> **TEXT FOR ANALYSIS**:
Claude's New 'Dreaming' Feature Lets AI Agents Remember and Learn Between Sessions
Anthropic has released three new features for Claude Managed Agents that fundamentally change how AI agents behave in production environments: they can now remember lessons from past sessions, verify their own work against quality standards, and break complex jobs into parallel workstreams. The features, shipped on May 6, address what has been the largest gap in production agent infrastructure: agents that actually improve over time rather than repeating the same mistakes indefinitely.
What Is 'Dreaming' and Why Do Production Agents Need It?
Production AI agents have a well-known failure mode: they forget. An agent learns a workaround in one session and has no memory of it in the next, so the same job fails the same way, indefinitely. Dreaming is not a metaphor; it is a scheduled background process that reads an agent's memory store alongside transcripts of its past sessions, up to 100 at a time, and produces a consolidated, reorganized memory store.
The problem Dreaming solves is mundane but real. Agents write to memory incrementally during sessions, and over time those stores accumulate noise: stale entries, conflicting facts, repeated observations. No single session can clean this up because no single session sees the full history. Dreaming runs asynchronously, outside any active session, and does the consolidation work that agents cannot do themselves.
Crucially, the input memory store is never modified. The output is a new store that can be reviewed and discarded before it lands. Harvey, a legal AI company, reported roughly a 6x increase in task completion rates after deploying Dreaming, primarily because their agents stopped forgetting the same filetype quirks and tool workarounds session after session.
How Do Outcomes and Multiagent Orchestration Improve Agent Reliability?
Anthropic shipped two additional features alongside Dreaming to address different production challenges. Outcomes is a rubric-based self-evaluation loop where a developer writes a rubric defining what success looks like for a given task and attaches it to a session. When the agent produces output, a separate grader evaluates it against the rubric in its own isolated context window. If the output does not meet the rubric, the grader specifies what needs to change, and the agent revises. The loop runs up to a developer-configured maximum number of iterations.
The critical design detail is the isolation. The grader cannot see the agent's reasoning history; it only sees the output and the rubric. This separation is what makes the feedback credible: the agent cannot produce a plausible-sounding self-justification and move on. Anthropic's internal benchmarks show 8.4% improvement in.docx quality and 10.1% in.pptx quality compared to standard prompting loops. Wisedocs, a medical document review company, cut review time by 50% while keeping output aligned with their internal quality standards.
Multiagent Orchestration lets a lead agent break large or varied jobs into pieces and hand each piece to a specialist. Up to 20 subagents can run across up to 25 parallel threads. All agents share the same container filesystem; each runs in its own isolated context window, so one agent's reasoning does not bleed into another's. Netflix's platform team uses this to process build logs from hundreds of pipelines simultaneously, something that would be impractically slow as a sequential operation.

> **RECORD EXTRACTS**:
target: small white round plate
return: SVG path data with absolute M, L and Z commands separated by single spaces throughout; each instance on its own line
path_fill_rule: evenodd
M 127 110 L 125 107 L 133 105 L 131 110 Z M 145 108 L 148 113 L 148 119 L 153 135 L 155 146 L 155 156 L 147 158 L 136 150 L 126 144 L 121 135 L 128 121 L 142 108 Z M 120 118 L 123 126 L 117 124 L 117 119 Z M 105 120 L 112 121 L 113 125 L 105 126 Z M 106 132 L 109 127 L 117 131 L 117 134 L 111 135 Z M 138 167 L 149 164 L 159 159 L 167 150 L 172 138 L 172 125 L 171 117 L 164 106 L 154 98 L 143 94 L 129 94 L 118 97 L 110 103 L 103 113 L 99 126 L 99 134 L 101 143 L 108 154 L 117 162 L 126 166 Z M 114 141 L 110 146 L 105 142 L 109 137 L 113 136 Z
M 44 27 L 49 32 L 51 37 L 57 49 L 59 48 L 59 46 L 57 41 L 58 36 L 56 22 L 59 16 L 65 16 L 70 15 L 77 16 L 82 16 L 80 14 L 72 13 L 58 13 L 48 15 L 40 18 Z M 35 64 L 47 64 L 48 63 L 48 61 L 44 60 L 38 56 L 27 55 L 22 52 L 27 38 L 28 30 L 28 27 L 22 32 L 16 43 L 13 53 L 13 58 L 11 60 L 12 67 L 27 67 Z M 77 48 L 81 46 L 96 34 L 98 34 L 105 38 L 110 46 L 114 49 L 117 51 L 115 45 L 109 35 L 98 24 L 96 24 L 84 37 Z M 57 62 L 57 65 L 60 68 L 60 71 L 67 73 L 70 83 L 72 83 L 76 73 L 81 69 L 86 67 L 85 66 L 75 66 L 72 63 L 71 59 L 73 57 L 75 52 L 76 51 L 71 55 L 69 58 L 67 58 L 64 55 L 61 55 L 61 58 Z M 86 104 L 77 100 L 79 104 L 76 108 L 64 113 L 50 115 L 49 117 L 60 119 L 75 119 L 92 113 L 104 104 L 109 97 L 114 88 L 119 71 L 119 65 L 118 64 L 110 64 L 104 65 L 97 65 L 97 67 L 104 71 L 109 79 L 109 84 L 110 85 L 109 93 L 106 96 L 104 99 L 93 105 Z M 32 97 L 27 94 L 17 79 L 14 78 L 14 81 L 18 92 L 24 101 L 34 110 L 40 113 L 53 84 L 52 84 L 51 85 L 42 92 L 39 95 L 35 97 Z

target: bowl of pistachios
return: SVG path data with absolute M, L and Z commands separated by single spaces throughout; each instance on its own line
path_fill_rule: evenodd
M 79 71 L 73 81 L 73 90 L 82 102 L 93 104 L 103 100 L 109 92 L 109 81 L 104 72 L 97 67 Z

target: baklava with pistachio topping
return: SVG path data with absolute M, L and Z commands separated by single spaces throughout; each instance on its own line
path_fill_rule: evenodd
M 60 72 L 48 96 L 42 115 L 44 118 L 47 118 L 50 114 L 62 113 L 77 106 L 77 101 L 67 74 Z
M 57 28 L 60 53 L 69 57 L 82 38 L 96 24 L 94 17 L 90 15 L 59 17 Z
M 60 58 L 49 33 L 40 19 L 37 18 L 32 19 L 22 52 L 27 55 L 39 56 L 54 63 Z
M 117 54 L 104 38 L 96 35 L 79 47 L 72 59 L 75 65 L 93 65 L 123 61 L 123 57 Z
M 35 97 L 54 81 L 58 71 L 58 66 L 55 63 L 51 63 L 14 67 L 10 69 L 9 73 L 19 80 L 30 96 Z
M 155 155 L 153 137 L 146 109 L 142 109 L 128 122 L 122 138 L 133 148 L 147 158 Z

> **WORK REQUEST 1**: Print the passage of the article on Claude's Dreaming feature between "Claude's New 'Dreaming'" and "Agents Need It?", inclusive.
> **WORK REQUEST 2**: In the article on Claude's Dreaming feature, how many transcripts of past sessions can Dreaming read at a time?
> **WORK REQUEST 3**: Go on with the article on Claude's Dreaming feature from the point at which it ends.

> **ANSWER SECTION 1**:
Claude's New 'Dreaming' Feature Lets AI Agents Remember and Learn Between Sessions
Anthropic has released three new features for Claude Managed Agents that fundamentally change how AI agents behave in production environments: they can now remember lessons from past sessions, verify their own work against quality standards, and break complex jobs into parallel workstreams. The features, shipped on May 6, address what has been the largest gap in production agent infrastructure: agents that actually improve over time rather than repeating the same mistakes indefinitely.
What Is 'Dreaming' and Why Do Production Agents Need It?

> **ANSWER SECTION 2**: Up to 100.

> **ANSWER SECTION 3**:
Steps to Deploy Claude Managed Agents in Production
- Set Up Agent Environment: Create a Claude agent using the managed-agents-2026-04-01 beta header, which the SDK sets automatically. The official quickstart walks through agent creation, environment setup, and session streaming in under 50 lines of Python.
- Define Quality Rubrics: For tasks where output quality matters, write explicit rubrics defining success criteria and attach them to sessions. Outcomes is in public beta with no waitlist, making it immediately available for teams building production systems.
- Enable Dreaming for Memory Consolidation: Schedule background Dreaming processes to consolidate agent memory stores and surface patterns across multiple sessions. Dreaming is currently in research preview and supports claude-opus-4-7 and claude-sonnet-4-6 models.
- Implement Multiagent Orchestration for Complex Jobs: When a single agent cannot handle the full scope of work, use multiagent orchestration to decompose tasks into parallel workstreams. Full observability is available through the Claude Console, showing which agent did what, in which order, and why.
Why Does This Matter for Teams Moving Agents Into Production?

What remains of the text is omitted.